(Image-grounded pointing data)
[Start of section]

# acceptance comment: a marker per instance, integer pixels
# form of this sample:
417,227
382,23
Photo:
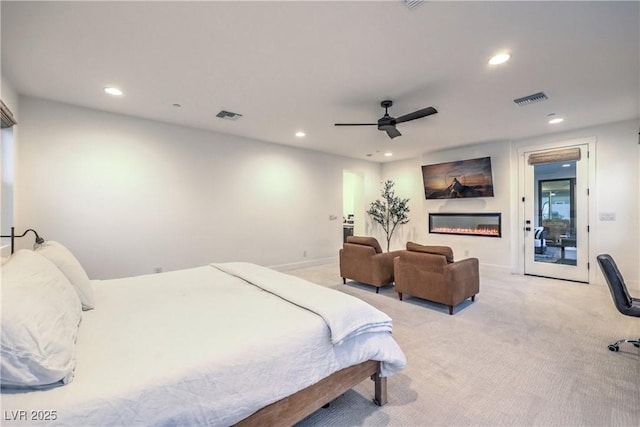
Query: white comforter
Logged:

[End of section]

_Task to complete:_ The data must be reproduced exactly, and no picture may appear in the copy.

_Output of the task:_
# acceptance comment: a marker per instance, integer pixels
# form of this sample:
417,227
382,23
Photo:
Query: white comforter
Logged:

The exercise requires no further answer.